EXERCISE DESCRIPTION
Every line of the material must appear in the answer exactly as it does here.

· · ·

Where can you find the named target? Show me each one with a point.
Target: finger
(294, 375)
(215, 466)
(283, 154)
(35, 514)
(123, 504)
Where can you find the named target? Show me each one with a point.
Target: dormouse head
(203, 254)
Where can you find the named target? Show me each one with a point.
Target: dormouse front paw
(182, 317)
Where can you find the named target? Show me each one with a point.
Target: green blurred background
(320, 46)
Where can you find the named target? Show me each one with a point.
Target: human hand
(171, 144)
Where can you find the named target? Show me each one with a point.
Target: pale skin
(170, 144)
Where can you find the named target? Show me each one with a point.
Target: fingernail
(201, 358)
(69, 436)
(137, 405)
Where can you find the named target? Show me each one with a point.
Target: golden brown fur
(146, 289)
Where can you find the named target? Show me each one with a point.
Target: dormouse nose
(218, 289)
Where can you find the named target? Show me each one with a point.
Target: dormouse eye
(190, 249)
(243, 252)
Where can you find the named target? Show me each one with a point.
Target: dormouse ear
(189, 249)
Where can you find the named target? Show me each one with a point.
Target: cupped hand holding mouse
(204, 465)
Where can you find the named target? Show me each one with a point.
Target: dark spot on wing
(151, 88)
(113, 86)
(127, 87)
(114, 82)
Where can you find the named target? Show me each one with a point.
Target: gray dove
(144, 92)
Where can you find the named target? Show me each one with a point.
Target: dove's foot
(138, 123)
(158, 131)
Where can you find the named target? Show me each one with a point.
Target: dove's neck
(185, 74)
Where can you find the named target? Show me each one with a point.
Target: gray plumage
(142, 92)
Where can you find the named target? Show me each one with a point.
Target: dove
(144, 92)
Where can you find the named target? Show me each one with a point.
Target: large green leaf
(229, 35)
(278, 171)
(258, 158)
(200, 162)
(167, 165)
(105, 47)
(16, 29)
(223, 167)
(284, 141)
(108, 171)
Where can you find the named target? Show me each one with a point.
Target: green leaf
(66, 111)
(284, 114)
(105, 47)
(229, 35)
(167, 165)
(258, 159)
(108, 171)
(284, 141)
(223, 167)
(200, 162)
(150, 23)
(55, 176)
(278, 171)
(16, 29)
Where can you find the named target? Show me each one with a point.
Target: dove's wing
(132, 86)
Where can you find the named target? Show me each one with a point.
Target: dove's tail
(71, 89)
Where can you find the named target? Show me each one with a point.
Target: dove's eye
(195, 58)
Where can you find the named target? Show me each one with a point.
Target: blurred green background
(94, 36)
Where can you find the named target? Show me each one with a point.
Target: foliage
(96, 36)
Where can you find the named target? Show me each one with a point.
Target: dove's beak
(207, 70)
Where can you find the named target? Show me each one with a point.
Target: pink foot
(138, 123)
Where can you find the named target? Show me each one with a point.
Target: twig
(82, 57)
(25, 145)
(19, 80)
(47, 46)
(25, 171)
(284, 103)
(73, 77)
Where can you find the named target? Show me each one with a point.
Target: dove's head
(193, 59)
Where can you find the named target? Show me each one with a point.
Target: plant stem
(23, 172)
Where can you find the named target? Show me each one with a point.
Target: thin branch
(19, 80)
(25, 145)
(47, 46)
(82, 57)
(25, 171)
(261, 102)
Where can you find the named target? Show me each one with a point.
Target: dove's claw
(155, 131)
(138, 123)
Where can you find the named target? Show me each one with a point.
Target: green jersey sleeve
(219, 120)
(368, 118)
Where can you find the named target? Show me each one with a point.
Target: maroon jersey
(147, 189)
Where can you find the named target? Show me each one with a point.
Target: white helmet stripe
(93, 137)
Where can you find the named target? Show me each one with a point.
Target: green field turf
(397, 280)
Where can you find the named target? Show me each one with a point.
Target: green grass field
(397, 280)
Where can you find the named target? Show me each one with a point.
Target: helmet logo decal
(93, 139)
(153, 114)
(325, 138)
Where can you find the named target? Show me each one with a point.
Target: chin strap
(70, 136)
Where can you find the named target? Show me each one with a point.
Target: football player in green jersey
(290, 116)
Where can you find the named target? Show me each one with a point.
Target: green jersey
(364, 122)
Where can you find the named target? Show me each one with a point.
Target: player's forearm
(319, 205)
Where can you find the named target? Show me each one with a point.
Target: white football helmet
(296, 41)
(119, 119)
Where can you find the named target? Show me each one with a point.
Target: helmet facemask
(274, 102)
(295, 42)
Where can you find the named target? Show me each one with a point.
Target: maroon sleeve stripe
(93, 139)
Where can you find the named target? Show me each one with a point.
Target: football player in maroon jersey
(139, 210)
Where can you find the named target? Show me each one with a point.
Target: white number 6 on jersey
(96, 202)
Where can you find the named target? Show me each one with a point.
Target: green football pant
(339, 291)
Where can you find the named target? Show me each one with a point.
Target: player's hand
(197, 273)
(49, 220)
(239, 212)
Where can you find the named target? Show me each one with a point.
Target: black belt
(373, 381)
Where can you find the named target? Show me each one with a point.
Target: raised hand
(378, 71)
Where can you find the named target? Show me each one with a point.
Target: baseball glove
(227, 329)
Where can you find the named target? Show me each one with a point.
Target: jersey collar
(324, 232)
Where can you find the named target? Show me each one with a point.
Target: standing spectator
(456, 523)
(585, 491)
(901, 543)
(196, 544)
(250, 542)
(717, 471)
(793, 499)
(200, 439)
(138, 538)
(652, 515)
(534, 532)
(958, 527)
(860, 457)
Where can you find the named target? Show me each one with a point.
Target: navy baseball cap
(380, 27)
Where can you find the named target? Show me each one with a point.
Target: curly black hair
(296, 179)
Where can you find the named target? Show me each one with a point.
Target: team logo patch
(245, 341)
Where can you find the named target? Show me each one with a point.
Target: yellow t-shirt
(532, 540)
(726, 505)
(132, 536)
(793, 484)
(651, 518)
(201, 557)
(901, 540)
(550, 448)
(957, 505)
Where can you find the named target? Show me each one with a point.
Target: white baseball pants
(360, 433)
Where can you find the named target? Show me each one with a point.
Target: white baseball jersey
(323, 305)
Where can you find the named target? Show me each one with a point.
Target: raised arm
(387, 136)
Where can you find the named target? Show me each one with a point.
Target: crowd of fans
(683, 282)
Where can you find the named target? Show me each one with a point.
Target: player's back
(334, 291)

· · ·

TASK RESULT
Where can you find the named target? Show me each one with a point.
Target: finger
(294, 375)
(215, 466)
(283, 154)
(35, 514)
(123, 504)
Where can you find the named target? Show me each one with a point.
Target: dormouse head
(203, 254)
Where can you find the named target? Show me each one with a point.
Target: dormouse front paw
(182, 317)
Where can you find the named target? Show me each one with a point.
Target: green blurred background
(320, 46)
Where can you find the named target? Show me each one with a point.
Target: human hand
(171, 144)
Where can you find the named target? Show me each one with a point.
Target: pale skin
(170, 144)
Where can you find the named target? Show me each one with a point.
Target: fingernail
(201, 358)
(69, 436)
(137, 405)
Where can you find the named target? Show me each one with a point.
Target: golden brown fur
(146, 289)
Where can you find the named target? Show me each one with a point.
Target: dormouse nose
(218, 289)
Where can you find the named target? Show me each one with a point.
Target: dormouse eye
(190, 249)
(243, 252)
Where can you find the named target? Show me each one with a point.
Target: dormouse ear
(189, 249)
Where can you find the named target? Show me each one with a point.
Target: cupped hand holding mouse
(204, 465)
Where can you find the named target? Show me each one with a point.
Target: dark spot on wing
(151, 88)
(113, 86)
(127, 87)
(114, 82)
Where can you find the named target? Show me each one with a point.
Target: gray dove
(144, 92)
Where can you find the named target? Show me each one with a point.
Target: dove's foot
(138, 123)
(158, 131)
Where can you find the named target? Show me each one with a point.
Target: dove's neck
(185, 74)
Where can you find the named target? Show me each one with a point.
Target: gray plumage
(142, 92)
Where can you find the named target? Show me each one with a point.
Target: dove
(144, 92)
Where can you find the named target? Show me each one with a point.
Target: large green leaf
(229, 35)
(278, 171)
(258, 158)
(200, 162)
(167, 165)
(105, 47)
(16, 29)
(223, 167)
(284, 141)
(108, 171)
Where can you find the named target? Show me each one with a point.
Target: green leaf
(66, 111)
(284, 114)
(105, 47)
(229, 35)
(167, 165)
(258, 159)
(108, 171)
(284, 141)
(223, 167)
(200, 162)
(150, 23)
(55, 176)
(278, 171)
(16, 29)
Where can you find the named target? Show me each one with a point.
Target: dove's wing
(132, 86)
Where can you find the named target? Show me each one with a point.
Target: dove's tail
(71, 89)
Where can you find the named target? Show me each one with a point.
Target: dove's eye
(195, 58)
Where can you find the named target? Show me each one with a point.
Target: blurred green background
(94, 36)
Where can you find the named target? Show me each one with a point.
Target: foliage
(96, 36)
Where can you find the named target? Show me each one with a point.
Target: dove's beak
(207, 70)
Where can you find the named target? Show me each one with a point.
Target: pink foot
(138, 123)
Where can you find the named target? Show me each one with a point.
Target: twig
(82, 57)
(25, 145)
(19, 80)
(47, 46)
(25, 171)
(284, 103)
(73, 77)
Where can you find the named target? Show me each one with a point.
Target: dove's head
(193, 59)
Where can you find the named target? Show me each one with a point.
Target: plant stem
(23, 172)
Where can you find the named target? Show me each one with a point.
Target: thin branch
(19, 80)
(25, 145)
(47, 46)
(82, 57)
(25, 171)
(261, 102)
Where can you find the named target? Show me each one with a point.
Target: dove's claw
(155, 131)
(138, 123)
Where can you find the named target? Show me each one with a point.
Target: green jersey sleeve
(219, 120)
(368, 118)
Where can you find the named target? Show me each one with a point.
Target: maroon jersey
(147, 189)
Where can you find the named target? Show me each one with a point.
Target: white helmet stripe
(93, 137)
Where can you find the named target? Show me each one with a point.
Target: green field turf
(397, 280)
Where can you find the named target? Show me each one with a point.
Target: green grass field
(397, 280)
Where can you find the named target? Show me each one with a point.
Target: helmet logo decal
(93, 139)
(153, 114)
(325, 138)
Where can you find the named target? Show me each one with a point.
Target: chin strap
(70, 136)
Where can you find the named target? Show me each one with a point.
Target: football player in green jersey
(290, 116)
Where can you find the named target? Show me each one with a point.
Target: green jersey
(364, 122)
Where can you find the named target? Show me each one with a point.
Target: player's forearm
(319, 205)
Where can you find the named target? Show me each one with a point.
Target: white football helmet
(296, 41)
(119, 119)
Where can you find the named target? Show me each one with a point.
Target: helmet facemask
(274, 102)
(295, 42)
Where can you find the named target? Show me each one with a point.
Target: maroon sleeve stripe
(93, 139)
Where can you find the named target? Show me each one with a point.
Target: football player in maroon jersey
(139, 210)
Where can you find the named target? Show me each one with a point.
Target: white number 6 on jersey
(96, 202)
Where can you find the named target? Show me each one with a point.
Target: green football pant
(339, 291)
Where can you find the named target? Show me each one with a point.
Target: player's hand
(197, 273)
(49, 220)
(239, 212)
Where can you find the named target? Show me each one with a point.
Target: black belt
(373, 381)
Where can you find the named target? Show me each one with a point.
Target: raised hand
(378, 71)
Where can you find the named target? Show me each one with a point.
Target: baseball glove
(227, 329)
Where can you find the named target? Show me each one with a point.
Target: jersey collar
(324, 232)
Where can you find the named target? Show me each one with a point.
Target: standing spectator
(456, 523)
(585, 491)
(901, 543)
(196, 544)
(250, 542)
(717, 471)
(793, 499)
(200, 439)
(138, 538)
(652, 515)
(534, 532)
(958, 527)
(860, 457)
Where can you find the named target? Show me each one with a point.
Target: navy baseball cap
(380, 27)
Where can you find the named target? Show me each one with a point.
Target: curly black hair
(296, 179)
Where can you find the named target? Show me each one with a point.
Target: team logo patch
(245, 341)
Where can you find the named target? Show me each one with a point.
Target: yellow t-shirt
(532, 540)
(726, 505)
(132, 536)
(793, 484)
(651, 518)
(201, 557)
(901, 540)
(550, 448)
(957, 505)
Where can you find the named target? Show me each one with a point.
Target: white baseball pants
(360, 433)
Where can you find the named target? Show me each one with a point.
Target: white baseball jersey
(323, 305)
Where can you find the named target? Show me each one with a point.
Target: raised arm
(387, 136)
Where can you find the named target? Show me each one with a point.
Target: crowd of fans
(683, 282)
Where can you find the named target? Show me each one with a point.
Target: player's back
(334, 291)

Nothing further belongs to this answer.